*PROVIDED TEXT*.

Today is the birthday of Arthur Fry, the inventor of the Post-it note. Fry was born in Minnesota on this day in 1931.
Fry’s idea for the Post-it note was born in 1973. At his job as a new product developer at 3M, Fry attended a presentation by a colleague named Spencer Silver. Silver’s talk was on an weak adhesive he had developed, a seemingly useless invention — a glue that didn’t stick.
Later when Fry was singing in his church choir, he had the epiphany that brought the Post-it note to life. To mark the pages of his hymnbook, Fry used slips of paper. When he opened the hymnbook to a marked page and the bookmark fell out, he got his million-dollar idea. Applying some of Silver’s adhesive to the bookmark, Fry discovered that not only did the bookmark stay in place, it also could be removed without damaging any pages of the hymnal.
Later, when he wrote some notes to his boss on his new invention, Fry realized it had more uses than just as a bookmark.

*DATA FOR ANALYSIS*.
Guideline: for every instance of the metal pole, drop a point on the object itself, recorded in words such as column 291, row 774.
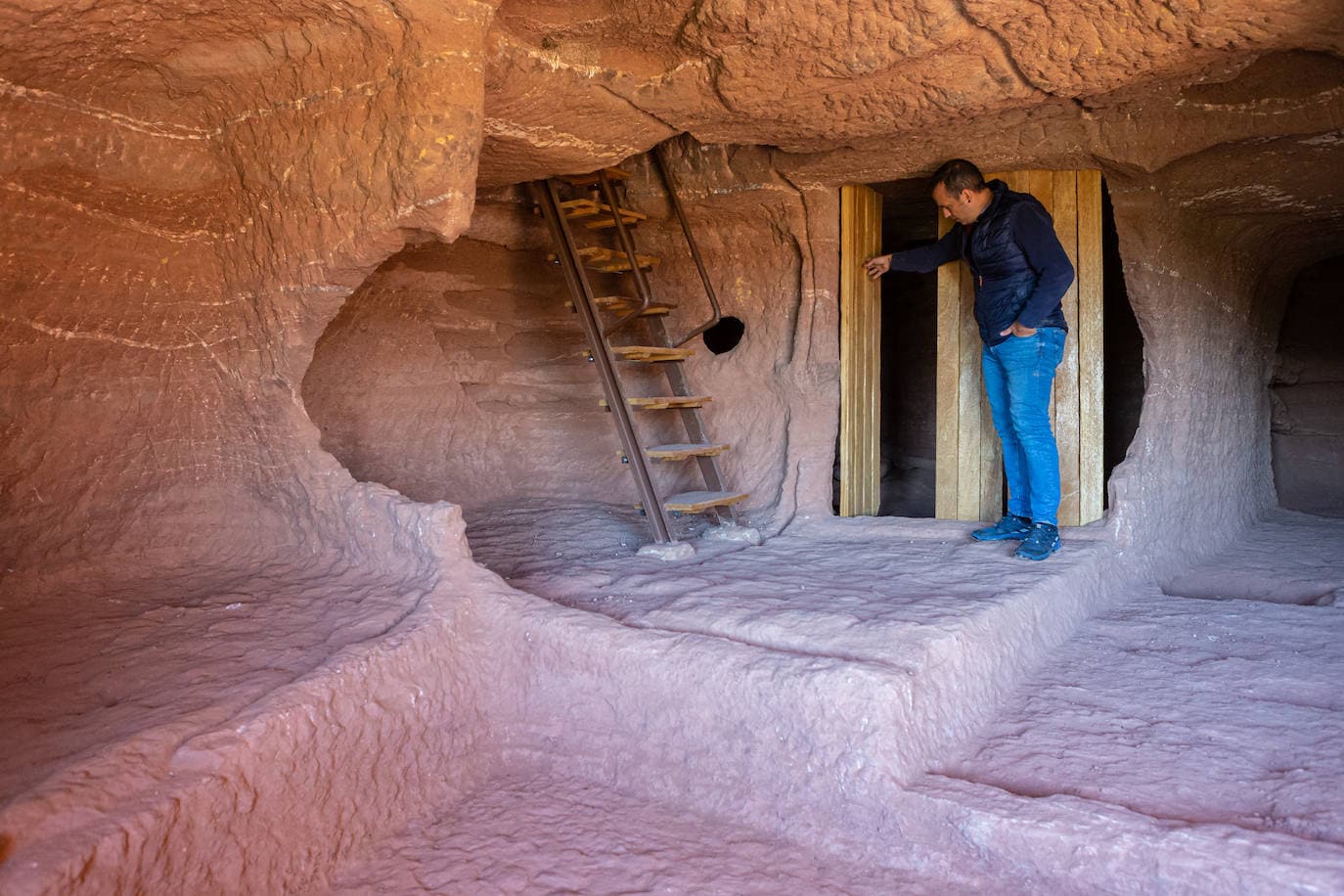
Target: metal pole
column 695, row 250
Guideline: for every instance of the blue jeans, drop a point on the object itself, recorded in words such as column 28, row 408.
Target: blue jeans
column 1019, row 374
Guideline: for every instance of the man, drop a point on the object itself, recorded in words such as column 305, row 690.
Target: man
column 1020, row 274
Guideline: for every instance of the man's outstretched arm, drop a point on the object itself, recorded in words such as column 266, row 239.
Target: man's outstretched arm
column 922, row 259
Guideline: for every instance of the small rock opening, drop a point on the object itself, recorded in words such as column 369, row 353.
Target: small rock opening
column 1308, row 394
column 725, row 336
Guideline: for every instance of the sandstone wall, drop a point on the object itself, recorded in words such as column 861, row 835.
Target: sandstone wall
column 187, row 203
column 456, row 373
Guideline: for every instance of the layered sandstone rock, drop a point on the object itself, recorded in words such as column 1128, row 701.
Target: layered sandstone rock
column 201, row 197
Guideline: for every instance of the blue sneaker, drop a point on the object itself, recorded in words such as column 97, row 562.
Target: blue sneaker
column 1009, row 527
column 1039, row 543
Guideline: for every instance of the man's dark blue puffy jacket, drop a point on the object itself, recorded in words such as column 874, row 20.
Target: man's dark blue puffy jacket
column 1020, row 269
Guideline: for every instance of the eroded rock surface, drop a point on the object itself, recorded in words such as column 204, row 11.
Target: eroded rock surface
column 194, row 194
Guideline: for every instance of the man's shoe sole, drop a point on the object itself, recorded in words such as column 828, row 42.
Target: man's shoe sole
column 1007, row 536
column 1027, row 557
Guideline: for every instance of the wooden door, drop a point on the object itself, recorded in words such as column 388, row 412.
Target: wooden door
column 967, row 458
column 861, row 353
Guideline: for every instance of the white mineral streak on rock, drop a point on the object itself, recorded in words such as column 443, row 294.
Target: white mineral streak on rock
column 668, row 551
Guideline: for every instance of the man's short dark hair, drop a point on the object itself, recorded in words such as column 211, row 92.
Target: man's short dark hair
column 957, row 175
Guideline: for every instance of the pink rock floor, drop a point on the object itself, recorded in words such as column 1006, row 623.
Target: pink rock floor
column 97, row 676
column 960, row 719
column 534, row 831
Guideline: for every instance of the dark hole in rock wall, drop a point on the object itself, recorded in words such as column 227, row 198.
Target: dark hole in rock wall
column 725, row 336
column 456, row 373
column 1308, row 394
column 909, row 355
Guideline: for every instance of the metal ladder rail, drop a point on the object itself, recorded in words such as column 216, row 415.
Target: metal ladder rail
column 545, row 195
column 678, row 381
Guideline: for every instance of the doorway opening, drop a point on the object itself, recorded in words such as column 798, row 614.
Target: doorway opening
column 908, row 467
column 1308, row 395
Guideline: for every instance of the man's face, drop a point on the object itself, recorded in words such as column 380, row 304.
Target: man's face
column 956, row 207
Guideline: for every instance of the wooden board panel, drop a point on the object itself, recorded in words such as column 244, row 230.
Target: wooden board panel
column 1064, row 211
column 969, row 388
column 861, row 356
column 948, row 405
column 1089, row 337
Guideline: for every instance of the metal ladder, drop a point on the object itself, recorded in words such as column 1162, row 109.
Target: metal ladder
column 605, row 211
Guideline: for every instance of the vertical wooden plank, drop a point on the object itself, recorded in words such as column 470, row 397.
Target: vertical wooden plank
column 991, row 465
column 969, row 388
column 847, row 349
column 948, row 405
column 1091, row 360
column 1064, row 211
column 872, row 446
column 861, row 237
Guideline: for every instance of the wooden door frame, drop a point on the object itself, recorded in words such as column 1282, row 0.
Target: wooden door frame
column 861, row 352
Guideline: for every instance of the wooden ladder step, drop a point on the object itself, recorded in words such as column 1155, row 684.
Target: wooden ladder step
column 609, row 261
column 601, row 214
column 584, row 180
column 650, row 353
column 664, row 402
column 626, row 304
column 685, row 452
column 700, row 501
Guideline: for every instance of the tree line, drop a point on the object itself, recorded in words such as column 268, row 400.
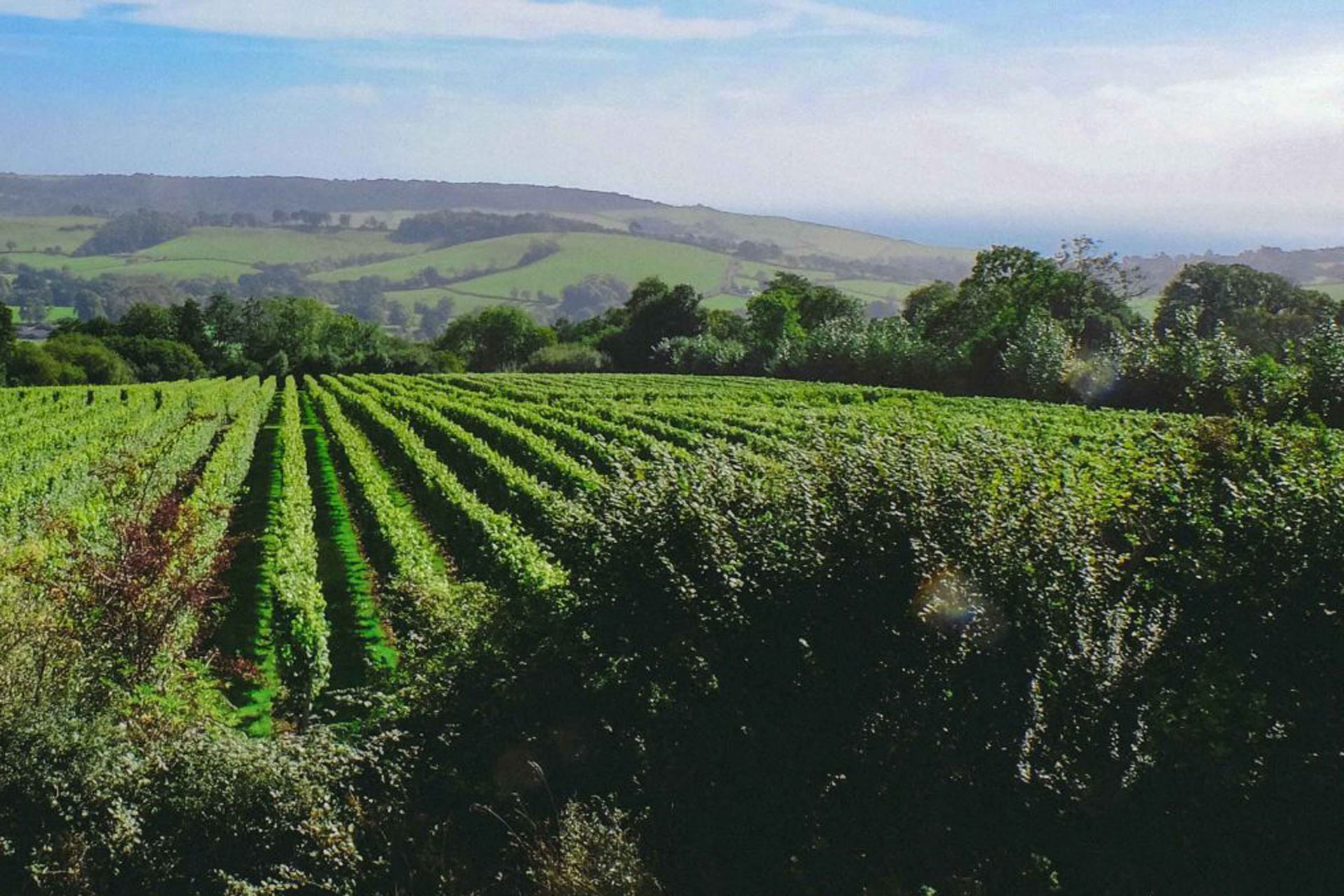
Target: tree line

*TASK OBJECTIVE*. Summarize the passage on Arthur Fry in two sentences.

*ANSWER FOR THIS EXERCISE*. Arthur Fry, the inventor of the Post-it note, was born in Minnesota in 1931, and in 1973, while working as a new product developer at 3M, he heard colleague Spencer Silver present a weak adhesive that didn't stick. After a paper bookmark fell out of his church choir hymnbook, Fry applied Silver's adhesive to it and found that it stayed in place and could be removed without damaging the pages, and he later realized the invention had more uses than a bookmark while writing notes to his boss.